■ TASK GOAL ■
Turn each line of the listing below into an item of a numbered list, leaving out any blank lines.

■ SUPPLIED DATA ■
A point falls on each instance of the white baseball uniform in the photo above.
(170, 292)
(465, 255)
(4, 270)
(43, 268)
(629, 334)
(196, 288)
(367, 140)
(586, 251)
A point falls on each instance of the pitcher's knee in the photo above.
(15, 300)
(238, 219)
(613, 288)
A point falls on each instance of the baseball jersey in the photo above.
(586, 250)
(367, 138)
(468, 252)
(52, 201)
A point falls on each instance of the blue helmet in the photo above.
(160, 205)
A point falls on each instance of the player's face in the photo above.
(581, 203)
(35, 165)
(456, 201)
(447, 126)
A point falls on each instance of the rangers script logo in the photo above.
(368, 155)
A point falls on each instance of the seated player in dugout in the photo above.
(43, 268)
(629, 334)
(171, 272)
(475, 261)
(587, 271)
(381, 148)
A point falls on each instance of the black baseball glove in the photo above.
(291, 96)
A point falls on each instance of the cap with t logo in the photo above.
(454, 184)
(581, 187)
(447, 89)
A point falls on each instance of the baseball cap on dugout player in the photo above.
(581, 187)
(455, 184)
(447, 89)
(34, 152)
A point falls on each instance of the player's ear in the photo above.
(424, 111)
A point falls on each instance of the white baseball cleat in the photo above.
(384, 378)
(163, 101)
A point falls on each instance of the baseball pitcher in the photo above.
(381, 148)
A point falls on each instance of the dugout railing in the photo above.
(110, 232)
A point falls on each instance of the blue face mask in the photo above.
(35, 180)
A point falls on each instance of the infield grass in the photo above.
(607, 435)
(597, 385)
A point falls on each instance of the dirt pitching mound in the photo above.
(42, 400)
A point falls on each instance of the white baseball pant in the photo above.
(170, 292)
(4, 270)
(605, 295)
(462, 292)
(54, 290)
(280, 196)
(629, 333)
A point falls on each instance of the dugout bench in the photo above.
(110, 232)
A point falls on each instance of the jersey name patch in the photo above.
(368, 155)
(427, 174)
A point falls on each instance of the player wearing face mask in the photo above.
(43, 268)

■ WRITTEN SOLUTION ■
1. A point falls on each instance of the white baseball uniform in the photo above.
2. (170, 292)
3. (465, 255)
4. (4, 270)
5. (43, 268)
6. (629, 334)
7. (196, 288)
8. (367, 140)
9. (586, 251)
10. A point falls on each instance of the pitcher's knee in the photo above.
11. (15, 300)
12. (238, 219)
13. (613, 288)
14. A point falls on each instance of the baseball jersey in the photo above.
15. (586, 250)
16. (367, 138)
17. (468, 252)
18. (52, 201)
19. A point falls on each instance of the blue helmet in the photo above.
20. (160, 205)
21. A point falls on each instance of the player's face in the photo above.
22. (581, 203)
23. (35, 165)
24. (456, 201)
25. (447, 126)
26. A point falls on each instance of the rangers script logo in the photo above.
27. (368, 155)
28. A point falls on each instance of the seated player in dugout in the photo above.
29. (43, 268)
30. (629, 334)
31. (171, 272)
32. (475, 261)
33. (587, 271)
34. (381, 148)
35. A point falls on each instance of the black baseball glove in the photo above.
36. (291, 96)
37. A point falls on each instance of the cap with t logo in the photo above.
38. (454, 184)
39. (581, 187)
40. (447, 89)
41. A point falls on each instance of the baseball cap on dugout player in the photo above.
42. (581, 187)
43. (455, 184)
44. (447, 89)
45. (34, 152)
46. A point falls on each instance of the player's ear in the photo above.
47. (424, 111)
48. A point falls on each instance of the white baseball cleat in the photo above.
49. (384, 378)
50. (163, 101)
51. A point falls on each instance of the baseball pitcher in the photo above.
52. (381, 148)
53. A point falls on each instance of the dugout railing in the photo above.
54. (110, 232)
55. A point falls on each instance of the blue face mask in the photo above.
56. (35, 180)
57. A point falls on each instance of the infield grass in the photo above.
58. (607, 435)
59. (597, 385)
60. A point falls on each instance of the dirt pitching mound in the photo above.
61. (42, 400)
62. A point falls on each instance of the white baseball pant in the photo above.
63. (170, 292)
64. (4, 270)
65. (605, 295)
66. (462, 292)
67. (54, 290)
68. (280, 196)
69. (629, 333)
70. A point falls on each instance of the dugout bench in the photo above.
71. (110, 232)
72. A point falls on each instance of the jersey name patch in the photo above.
73. (368, 155)
74. (427, 174)
75. A point falls on each instance of the player wearing face mask in the photo above.
76. (43, 268)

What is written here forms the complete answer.